Stored items
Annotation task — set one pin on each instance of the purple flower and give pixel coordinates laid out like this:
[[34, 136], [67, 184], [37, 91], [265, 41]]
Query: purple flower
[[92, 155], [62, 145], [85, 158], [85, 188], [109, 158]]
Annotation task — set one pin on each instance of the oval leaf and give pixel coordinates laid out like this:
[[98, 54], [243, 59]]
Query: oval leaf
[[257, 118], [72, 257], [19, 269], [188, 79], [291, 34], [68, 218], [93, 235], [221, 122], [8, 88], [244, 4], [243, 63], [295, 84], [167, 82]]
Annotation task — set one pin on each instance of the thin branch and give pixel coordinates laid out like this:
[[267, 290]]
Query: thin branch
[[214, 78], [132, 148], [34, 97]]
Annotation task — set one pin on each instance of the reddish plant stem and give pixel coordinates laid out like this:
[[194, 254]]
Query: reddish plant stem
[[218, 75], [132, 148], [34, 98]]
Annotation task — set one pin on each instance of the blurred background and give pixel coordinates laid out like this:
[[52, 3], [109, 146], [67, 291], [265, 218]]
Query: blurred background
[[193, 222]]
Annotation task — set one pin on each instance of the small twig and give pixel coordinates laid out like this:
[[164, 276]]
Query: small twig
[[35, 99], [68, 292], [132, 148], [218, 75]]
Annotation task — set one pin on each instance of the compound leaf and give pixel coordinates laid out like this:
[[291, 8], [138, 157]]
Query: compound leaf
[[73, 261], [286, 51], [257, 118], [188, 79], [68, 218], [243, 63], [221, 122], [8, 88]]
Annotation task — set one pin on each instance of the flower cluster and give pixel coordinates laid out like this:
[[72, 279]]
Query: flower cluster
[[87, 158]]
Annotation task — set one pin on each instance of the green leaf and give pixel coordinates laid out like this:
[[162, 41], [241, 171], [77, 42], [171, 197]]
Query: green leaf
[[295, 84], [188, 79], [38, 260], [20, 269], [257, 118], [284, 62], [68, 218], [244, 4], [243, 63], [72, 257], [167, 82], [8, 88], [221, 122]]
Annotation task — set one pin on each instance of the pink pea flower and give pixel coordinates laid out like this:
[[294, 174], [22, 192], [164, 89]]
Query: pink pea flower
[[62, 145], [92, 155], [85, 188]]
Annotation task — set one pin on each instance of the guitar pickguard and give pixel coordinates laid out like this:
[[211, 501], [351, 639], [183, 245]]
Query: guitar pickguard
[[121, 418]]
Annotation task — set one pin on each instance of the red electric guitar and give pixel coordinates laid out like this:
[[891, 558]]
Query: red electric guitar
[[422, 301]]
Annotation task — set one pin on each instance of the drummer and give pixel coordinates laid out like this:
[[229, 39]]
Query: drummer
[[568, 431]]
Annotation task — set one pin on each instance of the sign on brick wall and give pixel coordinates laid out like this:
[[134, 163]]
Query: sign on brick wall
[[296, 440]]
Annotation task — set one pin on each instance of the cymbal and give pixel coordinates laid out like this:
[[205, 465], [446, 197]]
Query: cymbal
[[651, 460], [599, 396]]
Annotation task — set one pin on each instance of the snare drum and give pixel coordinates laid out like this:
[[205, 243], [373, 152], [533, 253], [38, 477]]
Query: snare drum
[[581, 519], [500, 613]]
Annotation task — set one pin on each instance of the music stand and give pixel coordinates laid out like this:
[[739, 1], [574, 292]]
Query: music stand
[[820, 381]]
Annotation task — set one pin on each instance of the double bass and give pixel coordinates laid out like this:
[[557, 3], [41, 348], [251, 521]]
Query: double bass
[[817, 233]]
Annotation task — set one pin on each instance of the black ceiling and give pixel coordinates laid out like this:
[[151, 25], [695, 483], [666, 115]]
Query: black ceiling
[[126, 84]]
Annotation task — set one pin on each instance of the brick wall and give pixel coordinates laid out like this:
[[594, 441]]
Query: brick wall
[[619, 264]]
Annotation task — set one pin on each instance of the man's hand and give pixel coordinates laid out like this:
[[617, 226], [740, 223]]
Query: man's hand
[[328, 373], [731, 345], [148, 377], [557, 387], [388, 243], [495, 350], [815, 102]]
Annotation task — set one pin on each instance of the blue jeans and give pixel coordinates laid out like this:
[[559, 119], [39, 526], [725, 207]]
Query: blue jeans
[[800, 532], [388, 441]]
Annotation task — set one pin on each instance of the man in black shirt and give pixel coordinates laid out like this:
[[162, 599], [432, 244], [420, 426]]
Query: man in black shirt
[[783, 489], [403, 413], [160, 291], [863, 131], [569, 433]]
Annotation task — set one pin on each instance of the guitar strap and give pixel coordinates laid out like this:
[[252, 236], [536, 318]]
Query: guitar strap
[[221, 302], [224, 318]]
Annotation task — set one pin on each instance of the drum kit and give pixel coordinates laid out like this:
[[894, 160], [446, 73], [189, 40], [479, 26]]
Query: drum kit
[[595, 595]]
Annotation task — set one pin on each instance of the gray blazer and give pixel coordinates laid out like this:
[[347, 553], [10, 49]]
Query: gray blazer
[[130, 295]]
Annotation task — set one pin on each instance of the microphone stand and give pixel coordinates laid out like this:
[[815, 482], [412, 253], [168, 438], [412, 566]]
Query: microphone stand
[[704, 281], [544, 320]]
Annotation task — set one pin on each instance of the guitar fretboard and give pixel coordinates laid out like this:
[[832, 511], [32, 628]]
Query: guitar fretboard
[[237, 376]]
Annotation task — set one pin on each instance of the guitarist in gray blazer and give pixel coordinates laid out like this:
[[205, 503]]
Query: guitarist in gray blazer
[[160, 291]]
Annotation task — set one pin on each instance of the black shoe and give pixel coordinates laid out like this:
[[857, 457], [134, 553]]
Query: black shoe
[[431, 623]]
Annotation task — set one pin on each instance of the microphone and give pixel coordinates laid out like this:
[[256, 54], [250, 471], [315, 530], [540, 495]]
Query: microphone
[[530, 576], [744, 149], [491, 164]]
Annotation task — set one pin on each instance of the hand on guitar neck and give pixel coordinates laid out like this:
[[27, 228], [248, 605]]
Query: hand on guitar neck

What the exercise asks =>
Reproduce the material between the lines holding "of the brick" and "[[704, 281], [544, 320]]", inclusive, requests included. Scale every pixel coordinate in the answers by 0.25 and round to whole numbers, with halves rounded up, leaving the requests and their format samples unchanged.

Answer for this exercise =>
Annotation task — set one pin on each instance of the brick wall and give pixel coordinates laid out like this:
[[594, 441]]
Query: brick wall
[[155, 66]]
Annotation task — set one pin on each instance of the man's hand and give pixel coordinates laid out like this:
[[617, 226], [740, 223]]
Query: man's hand
[[82, 93], [183, 86], [37, 94], [139, 97], [97, 61], [124, 88], [204, 26]]
Annotation task — set one pin on each instance of the blue jeans and give pixel coordinates laid out like this:
[[559, 119], [39, 526], [725, 207]]
Query: blue jeans
[[200, 133], [97, 110]]
Annotation task — set one pin on each instance of the man in black shirt and give pixel coordinates laid out like this:
[[162, 599], [432, 244], [420, 426]]
Query: man in black shirt
[[196, 122], [101, 103], [40, 73], [216, 33], [142, 108]]
Annotation task — set one pin on each instance of the guitar strap and give pixel coordinates laid out like this:
[[252, 236], [536, 318]]
Query: guitar strap
[[55, 76], [56, 80]]
Annotation task — set one pin on each instance of the drum kit and give pixel coordinates laid out like this:
[[894, 160], [446, 73], [189, 40], [479, 26]]
Query: drum kit
[[149, 149]]
Annotation task — set one pin on each instance of the gray blazer and give pixel coordinates laid out like this:
[[347, 553], [10, 49]]
Query: gray blazer
[[33, 74]]
Annotation task — set one pin on each instance of the microphone stand and give pixel coordinates laid out like this:
[[815, 482], [412, 253], [168, 438], [412, 566]]
Query: microphone stand
[[176, 70], [136, 80]]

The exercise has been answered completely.